→ **ARTICLE**

■ ■ ■

While the renaming process has drawn out honest concerns from many people, we are bothered by one development this week that may be influencing the nomination considerations. Some in the community have vociferously objected to Yamamoto's nomination, noting that his surname is the same as that of Japanese naval admiral Isoroku Yamamoto, who planned the attack on Pearl Harbor and is blamed for earlier playing a role in Japan's invasion of China.
They are entitled to their opinion; however, as school trustee Melissa Baten Caswell succinctly observed Monday: To view Fred Yamamoto not as an individual but solely by his Japanese heritage is what led this country to wrongly force Japanese-Americans into internment camps during World War II. It is "guilt by association."
It also flies in the face of the noble purpose of renaming the schools, which is to stand as a community for the ideal that every individual should have the opportunity to make something of him or herself, not judged or limited by others based on race or creed, but celebrated based on one's own actions and character.
We strongly reject the idea that choosing Fred Yamamoto, who was the committee's single top pick for a middle school namesake, is now suddenly an inappropriate option.

■ ■ ■

→ **EXERCISE REQUIREMENTS**
A: List every person named in full in the passage on renaming the schools.
B: Continue the passage on renaming the schools from the point where it stops.

→ **INFORMATION PROVIDED**
■ ■ ■

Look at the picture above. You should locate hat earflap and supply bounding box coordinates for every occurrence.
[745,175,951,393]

■ ■ ■

→ **OUTPUTS BY TASK**
A:
Fred Yamamoto
Isoroku Yamamoto
Melissa Baten Caswell

B:
More broadly, we believe, as does the committee, that naming schools for people carries far more power to inspire our students than place names, of which the district already has plenty.
We urge the school board to stay the course, honor the original intent of the renaming, and choose people as namesakes for the schools. This fall, when the schools unveil their new names, we can then look forward to teaching our students about these exemplary individuals and imparting the lessons that they stood for throughout their lives.
Finally, though some may regret the division that the renaming has revealed in our community, the surfacing of fissures — as at least one committee member observed Monday — gives us the opportunity to come together and be purposeful in healing those divides, seeing past differences and uniting under our shared belief that every person is created equal.